⟨

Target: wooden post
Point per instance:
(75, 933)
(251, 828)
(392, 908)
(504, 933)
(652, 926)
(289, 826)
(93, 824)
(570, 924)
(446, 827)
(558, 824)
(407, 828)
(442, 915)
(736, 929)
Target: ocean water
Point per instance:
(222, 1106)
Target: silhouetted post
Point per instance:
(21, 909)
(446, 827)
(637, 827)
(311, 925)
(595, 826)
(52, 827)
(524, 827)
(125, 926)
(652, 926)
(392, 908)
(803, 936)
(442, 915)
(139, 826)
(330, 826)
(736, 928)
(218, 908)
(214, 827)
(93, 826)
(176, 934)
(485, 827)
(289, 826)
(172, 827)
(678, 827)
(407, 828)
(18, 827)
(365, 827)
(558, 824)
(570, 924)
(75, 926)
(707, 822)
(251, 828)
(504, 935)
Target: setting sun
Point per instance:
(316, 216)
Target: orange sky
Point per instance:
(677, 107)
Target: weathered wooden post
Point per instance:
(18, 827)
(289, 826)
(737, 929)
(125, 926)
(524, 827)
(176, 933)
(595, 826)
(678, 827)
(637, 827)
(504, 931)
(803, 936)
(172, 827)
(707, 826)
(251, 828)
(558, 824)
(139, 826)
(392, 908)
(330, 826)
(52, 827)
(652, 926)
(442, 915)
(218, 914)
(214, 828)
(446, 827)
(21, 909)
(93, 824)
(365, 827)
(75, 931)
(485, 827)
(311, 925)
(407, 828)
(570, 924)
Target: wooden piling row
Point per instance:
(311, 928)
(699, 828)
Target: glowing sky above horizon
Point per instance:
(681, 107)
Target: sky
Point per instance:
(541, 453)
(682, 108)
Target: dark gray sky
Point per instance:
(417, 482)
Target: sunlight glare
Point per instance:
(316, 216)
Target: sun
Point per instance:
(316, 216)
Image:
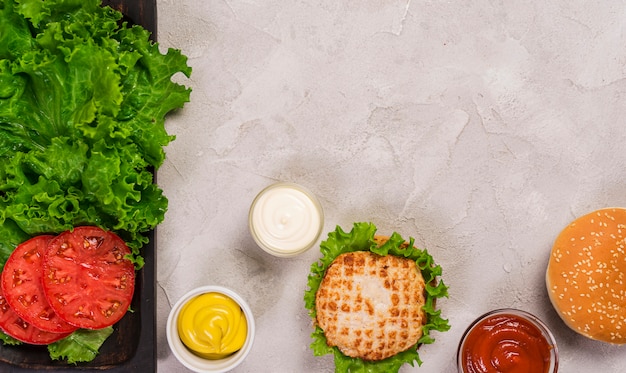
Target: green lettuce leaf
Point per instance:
(81, 346)
(8, 340)
(83, 100)
(361, 238)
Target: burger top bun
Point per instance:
(586, 276)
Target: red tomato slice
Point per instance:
(22, 288)
(86, 278)
(14, 326)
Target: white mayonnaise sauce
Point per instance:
(285, 219)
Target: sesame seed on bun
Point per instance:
(586, 276)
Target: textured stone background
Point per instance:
(481, 128)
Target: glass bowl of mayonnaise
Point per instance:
(210, 329)
(286, 219)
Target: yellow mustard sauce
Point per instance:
(212, 326)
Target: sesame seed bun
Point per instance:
(586, 276)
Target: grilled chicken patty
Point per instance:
(370, 306)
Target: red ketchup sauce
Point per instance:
(505, 343)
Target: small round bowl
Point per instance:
(195, 362)
(285, 219)
(509, 338)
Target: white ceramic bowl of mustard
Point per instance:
(195, 362)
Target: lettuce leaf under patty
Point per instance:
(361, 238)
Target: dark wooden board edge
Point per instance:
(141, 356)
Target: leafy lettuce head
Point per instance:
(361, 238)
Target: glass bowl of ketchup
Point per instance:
(507, 341)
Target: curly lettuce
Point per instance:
(361, 238)
(83, 100)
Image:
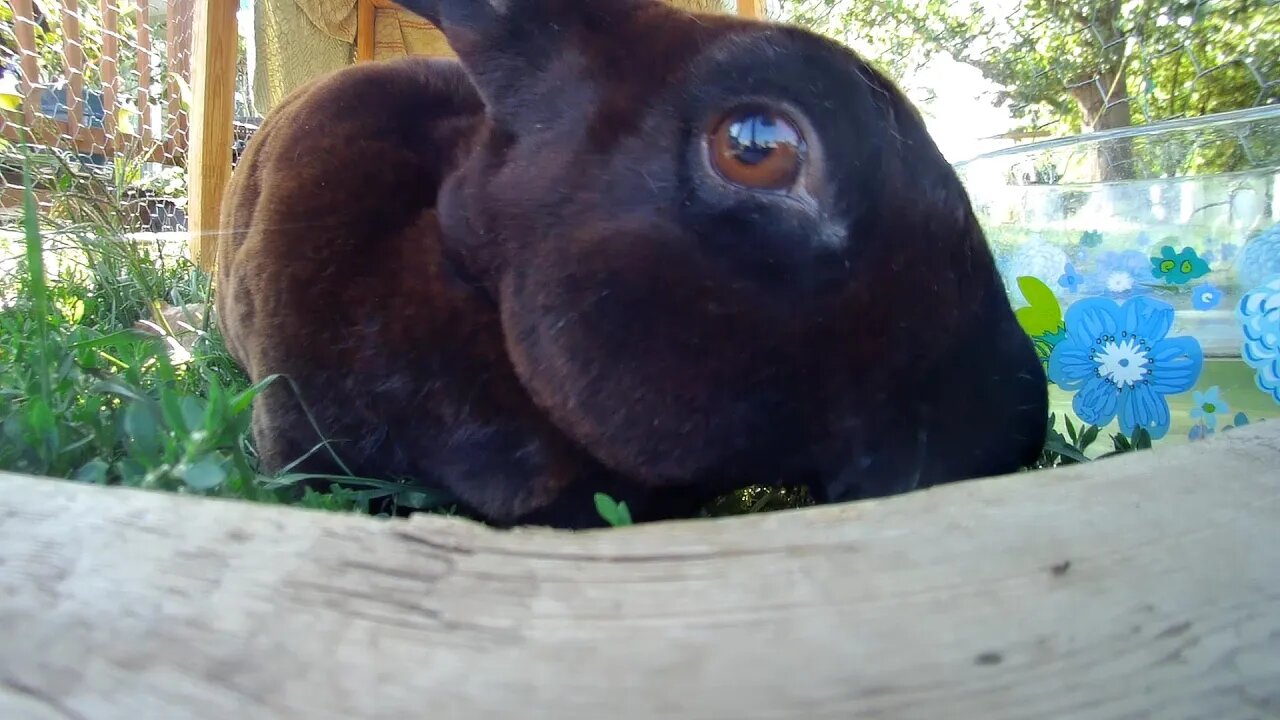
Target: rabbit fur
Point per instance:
(516, 277)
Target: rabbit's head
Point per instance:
(730, 247)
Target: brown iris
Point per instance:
(758, 149)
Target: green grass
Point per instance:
(87, 396)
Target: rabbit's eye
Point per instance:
(757, 149)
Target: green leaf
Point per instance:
(1043, 315)
(192, 410)
(612, 511)
(92, 472)
(204, 474)
(1088, 436)
(142, 429)
(1141, 438)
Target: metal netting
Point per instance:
(95, 99)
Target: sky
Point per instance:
(960, 113)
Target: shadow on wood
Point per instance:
(1143, 586)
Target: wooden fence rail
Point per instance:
(1144, 586)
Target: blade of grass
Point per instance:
(36, 273)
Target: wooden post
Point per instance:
(213, 87)
(366, 13)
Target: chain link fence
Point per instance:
(95, 99)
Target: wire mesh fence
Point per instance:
(96, 103)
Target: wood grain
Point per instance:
(1146, 586)
(213, 87)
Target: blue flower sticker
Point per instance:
(1260, 259)
(1206, 296)
(1119, 273)
(1228, 251)
(1206, 406)
(1258, 313)
(1070, 279)
(1119, 363)
(1178, 267)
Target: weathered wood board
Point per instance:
(1146, 586)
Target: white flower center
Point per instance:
(1123, 363)
(1119, 282)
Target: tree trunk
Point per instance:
(1104, 100)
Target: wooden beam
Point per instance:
(1144, 586)
(366, 16)
(213, 74)
(750, 8)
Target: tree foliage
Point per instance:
(1077, 64)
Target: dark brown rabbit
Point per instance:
(620, 249)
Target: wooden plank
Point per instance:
(365, 19)
(73, 53)
(1144, 586)
(144, 62)
(211, 115)
(110, 67)
(24, 30)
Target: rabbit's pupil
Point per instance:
(757, 149)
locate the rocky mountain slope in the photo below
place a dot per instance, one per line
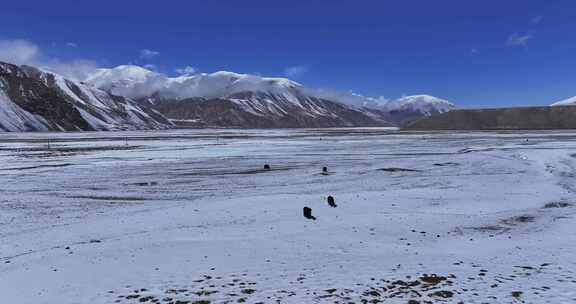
(35, 100)
(557, 117)
(566, 102)
(226, 99)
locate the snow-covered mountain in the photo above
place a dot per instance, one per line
(424, 104)
(566, 102)
(36, 100)
(231, 99)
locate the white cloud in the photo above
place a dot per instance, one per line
(147, 54)
(536, 19)
(151, 67)
(517, 39)
(296, 71)
(19, 51)
(187, 70)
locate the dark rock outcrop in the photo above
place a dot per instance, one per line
(529, 118)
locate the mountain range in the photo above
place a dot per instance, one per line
(132, 97)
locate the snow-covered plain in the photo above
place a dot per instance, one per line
(190, 216)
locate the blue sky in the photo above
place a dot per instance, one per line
(475, 53)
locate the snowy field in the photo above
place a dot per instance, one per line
(191, 216)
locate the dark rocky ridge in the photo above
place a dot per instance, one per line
(528, 118)
(34, 100)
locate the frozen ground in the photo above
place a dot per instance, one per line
(191, 217)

⟩

Brief → Restate word for word each line of the data from the one with "locate the frozen ground in the photo above" to the last, keeping both ends.

Written solution →
locate the frozen ground in the photo above
place a dot per instance, one per line
(191, 217)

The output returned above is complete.